#### [INSTRUCTIONS FOR THE TASK]
Please quote every line word for word.
* START *
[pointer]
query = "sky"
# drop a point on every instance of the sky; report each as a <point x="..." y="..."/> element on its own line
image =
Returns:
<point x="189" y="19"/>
* END *
#### [EXERCISE OUTPUT]
[pointer]
query = "sky"
# drop a point on every instance of the sky; report each as a <point x="..." y="..."/> element on its own line
image =
Returns:
<point x="189" y="19"/>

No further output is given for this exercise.